- Problem details:
How many lines of the records below contain the word "hair"? Reply with the number alone.

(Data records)
— Start —

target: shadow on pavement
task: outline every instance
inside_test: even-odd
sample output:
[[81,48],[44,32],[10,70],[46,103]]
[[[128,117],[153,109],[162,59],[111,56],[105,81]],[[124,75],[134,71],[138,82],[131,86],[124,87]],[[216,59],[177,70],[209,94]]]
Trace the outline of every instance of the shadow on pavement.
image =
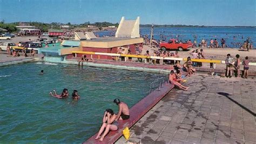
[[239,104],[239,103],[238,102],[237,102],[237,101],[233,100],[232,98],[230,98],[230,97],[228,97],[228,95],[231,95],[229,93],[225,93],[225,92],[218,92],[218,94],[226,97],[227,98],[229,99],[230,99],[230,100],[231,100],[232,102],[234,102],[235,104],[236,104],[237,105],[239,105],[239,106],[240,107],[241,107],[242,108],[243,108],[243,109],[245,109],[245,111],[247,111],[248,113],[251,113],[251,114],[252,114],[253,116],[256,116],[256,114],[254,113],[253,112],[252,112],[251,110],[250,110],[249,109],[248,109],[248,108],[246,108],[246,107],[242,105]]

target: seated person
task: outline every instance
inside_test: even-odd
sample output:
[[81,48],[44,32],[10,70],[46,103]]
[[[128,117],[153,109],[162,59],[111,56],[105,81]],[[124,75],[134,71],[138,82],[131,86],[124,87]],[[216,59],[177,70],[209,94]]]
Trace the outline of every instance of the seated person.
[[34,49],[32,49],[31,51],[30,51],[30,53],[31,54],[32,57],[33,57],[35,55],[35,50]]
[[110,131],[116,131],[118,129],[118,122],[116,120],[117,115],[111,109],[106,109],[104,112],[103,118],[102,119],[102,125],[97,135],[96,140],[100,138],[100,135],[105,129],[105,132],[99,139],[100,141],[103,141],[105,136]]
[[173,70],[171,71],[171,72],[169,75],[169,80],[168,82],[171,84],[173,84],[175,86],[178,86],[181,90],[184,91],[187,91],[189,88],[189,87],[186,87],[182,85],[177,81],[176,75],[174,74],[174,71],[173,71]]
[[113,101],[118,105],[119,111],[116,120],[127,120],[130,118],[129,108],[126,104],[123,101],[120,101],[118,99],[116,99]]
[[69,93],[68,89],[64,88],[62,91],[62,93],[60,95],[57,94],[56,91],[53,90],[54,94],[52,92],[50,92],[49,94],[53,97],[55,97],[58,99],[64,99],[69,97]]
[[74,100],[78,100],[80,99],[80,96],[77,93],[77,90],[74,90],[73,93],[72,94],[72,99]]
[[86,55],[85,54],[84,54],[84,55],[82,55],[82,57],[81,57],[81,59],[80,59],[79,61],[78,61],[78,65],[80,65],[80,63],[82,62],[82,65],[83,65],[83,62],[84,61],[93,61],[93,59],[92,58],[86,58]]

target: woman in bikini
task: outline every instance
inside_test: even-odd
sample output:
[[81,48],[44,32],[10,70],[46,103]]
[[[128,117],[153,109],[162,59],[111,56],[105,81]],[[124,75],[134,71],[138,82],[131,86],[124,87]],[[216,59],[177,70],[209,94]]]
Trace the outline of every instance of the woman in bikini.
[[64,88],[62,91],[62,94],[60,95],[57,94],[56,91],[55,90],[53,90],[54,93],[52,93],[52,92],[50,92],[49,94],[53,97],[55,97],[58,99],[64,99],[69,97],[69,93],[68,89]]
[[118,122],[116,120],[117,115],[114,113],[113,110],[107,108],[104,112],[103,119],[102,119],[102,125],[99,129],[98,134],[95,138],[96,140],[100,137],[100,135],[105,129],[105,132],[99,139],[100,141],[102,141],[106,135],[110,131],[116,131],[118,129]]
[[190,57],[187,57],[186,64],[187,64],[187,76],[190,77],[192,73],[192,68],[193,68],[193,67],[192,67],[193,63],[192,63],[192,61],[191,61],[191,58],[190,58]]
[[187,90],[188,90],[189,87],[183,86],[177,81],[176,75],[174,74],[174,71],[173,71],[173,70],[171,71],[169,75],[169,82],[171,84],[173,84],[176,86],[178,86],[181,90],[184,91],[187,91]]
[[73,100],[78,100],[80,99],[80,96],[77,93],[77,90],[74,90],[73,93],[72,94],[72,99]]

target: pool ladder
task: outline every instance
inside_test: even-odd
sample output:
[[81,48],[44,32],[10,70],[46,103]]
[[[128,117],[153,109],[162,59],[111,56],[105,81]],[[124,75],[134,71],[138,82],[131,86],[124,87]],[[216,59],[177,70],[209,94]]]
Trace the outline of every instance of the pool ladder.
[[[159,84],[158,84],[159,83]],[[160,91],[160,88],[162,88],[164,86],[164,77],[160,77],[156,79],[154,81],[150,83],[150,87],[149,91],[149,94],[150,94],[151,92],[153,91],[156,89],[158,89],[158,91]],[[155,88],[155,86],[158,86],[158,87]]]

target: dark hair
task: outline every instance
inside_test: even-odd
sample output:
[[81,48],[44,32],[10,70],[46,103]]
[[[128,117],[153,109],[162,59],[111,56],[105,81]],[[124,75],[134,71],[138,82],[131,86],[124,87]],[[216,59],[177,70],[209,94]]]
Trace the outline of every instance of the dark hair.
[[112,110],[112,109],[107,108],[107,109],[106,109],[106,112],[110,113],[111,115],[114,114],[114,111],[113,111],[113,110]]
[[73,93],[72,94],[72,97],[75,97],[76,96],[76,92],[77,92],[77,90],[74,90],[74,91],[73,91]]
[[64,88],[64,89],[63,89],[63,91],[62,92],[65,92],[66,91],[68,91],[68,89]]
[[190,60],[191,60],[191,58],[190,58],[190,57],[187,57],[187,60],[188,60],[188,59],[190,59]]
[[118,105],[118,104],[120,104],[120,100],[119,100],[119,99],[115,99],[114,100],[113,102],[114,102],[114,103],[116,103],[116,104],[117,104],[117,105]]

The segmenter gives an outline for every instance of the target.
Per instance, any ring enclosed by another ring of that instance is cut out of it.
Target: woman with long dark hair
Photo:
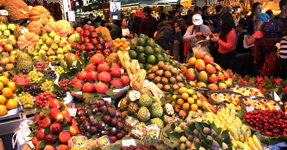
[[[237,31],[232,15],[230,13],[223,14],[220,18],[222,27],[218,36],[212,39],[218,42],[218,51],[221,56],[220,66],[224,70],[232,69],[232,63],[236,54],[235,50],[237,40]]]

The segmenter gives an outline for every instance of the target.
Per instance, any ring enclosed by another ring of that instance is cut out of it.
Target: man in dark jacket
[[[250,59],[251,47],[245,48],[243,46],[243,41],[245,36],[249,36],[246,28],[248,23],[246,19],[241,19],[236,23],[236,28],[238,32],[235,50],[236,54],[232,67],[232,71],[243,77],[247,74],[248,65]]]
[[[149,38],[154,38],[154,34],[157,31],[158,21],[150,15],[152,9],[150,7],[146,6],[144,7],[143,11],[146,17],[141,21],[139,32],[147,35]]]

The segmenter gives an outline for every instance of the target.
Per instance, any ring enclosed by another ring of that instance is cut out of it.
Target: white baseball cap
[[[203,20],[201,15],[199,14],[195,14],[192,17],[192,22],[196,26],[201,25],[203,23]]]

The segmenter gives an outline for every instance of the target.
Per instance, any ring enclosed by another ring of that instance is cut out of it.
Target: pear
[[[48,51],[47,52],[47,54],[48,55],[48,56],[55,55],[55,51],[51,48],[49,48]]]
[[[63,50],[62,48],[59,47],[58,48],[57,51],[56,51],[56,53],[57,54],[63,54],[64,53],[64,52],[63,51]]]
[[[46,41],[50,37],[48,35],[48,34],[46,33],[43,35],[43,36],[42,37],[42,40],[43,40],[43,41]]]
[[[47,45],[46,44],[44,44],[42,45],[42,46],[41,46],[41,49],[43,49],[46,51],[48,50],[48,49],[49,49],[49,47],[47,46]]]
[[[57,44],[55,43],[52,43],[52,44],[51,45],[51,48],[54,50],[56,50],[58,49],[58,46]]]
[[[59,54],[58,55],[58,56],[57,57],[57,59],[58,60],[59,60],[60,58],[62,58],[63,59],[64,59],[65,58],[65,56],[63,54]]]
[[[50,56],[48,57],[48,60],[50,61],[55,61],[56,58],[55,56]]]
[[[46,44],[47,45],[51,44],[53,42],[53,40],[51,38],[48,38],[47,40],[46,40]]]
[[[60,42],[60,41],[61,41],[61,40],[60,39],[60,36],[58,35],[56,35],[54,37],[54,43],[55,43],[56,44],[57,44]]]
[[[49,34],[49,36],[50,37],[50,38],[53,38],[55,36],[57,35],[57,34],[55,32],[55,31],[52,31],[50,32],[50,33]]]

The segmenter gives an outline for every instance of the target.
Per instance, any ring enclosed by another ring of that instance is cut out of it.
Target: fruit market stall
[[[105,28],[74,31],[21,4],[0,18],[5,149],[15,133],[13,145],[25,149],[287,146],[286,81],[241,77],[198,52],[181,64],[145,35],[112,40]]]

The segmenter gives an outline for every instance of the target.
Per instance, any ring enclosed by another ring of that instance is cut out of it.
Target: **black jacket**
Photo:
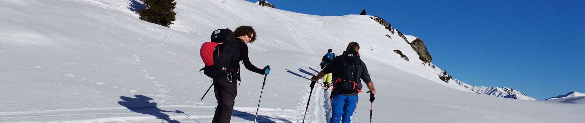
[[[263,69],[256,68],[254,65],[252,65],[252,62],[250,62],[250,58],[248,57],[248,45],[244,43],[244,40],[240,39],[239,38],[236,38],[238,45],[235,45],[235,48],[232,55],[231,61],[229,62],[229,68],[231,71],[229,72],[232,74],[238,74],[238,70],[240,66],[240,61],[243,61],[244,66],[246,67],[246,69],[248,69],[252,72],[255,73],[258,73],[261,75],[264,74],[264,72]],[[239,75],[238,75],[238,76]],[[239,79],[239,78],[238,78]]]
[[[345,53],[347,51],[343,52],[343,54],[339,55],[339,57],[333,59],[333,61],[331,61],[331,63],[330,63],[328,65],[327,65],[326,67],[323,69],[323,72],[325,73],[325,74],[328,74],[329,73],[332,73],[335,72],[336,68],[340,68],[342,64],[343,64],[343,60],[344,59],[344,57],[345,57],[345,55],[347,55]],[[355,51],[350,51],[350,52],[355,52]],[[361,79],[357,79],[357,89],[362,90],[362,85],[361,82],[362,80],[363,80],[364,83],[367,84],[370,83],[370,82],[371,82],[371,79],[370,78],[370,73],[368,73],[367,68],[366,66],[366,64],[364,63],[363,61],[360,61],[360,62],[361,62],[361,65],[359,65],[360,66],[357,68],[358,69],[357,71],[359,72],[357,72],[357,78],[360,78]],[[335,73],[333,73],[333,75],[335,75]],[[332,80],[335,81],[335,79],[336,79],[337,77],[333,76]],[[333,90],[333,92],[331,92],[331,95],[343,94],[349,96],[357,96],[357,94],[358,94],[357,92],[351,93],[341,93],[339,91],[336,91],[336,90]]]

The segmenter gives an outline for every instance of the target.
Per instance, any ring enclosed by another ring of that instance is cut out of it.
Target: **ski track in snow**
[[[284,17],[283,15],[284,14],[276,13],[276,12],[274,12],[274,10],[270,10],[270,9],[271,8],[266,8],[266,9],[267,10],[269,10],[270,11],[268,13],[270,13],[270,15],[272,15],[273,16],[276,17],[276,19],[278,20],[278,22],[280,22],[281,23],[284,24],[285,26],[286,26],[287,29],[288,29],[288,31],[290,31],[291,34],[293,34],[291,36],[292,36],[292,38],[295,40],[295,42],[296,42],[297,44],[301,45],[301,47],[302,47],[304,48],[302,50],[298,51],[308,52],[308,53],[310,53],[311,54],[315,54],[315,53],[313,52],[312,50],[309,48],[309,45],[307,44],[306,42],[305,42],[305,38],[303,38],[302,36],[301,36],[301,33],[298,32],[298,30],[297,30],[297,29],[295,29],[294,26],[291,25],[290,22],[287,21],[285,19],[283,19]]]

— End —

- Task solution:
3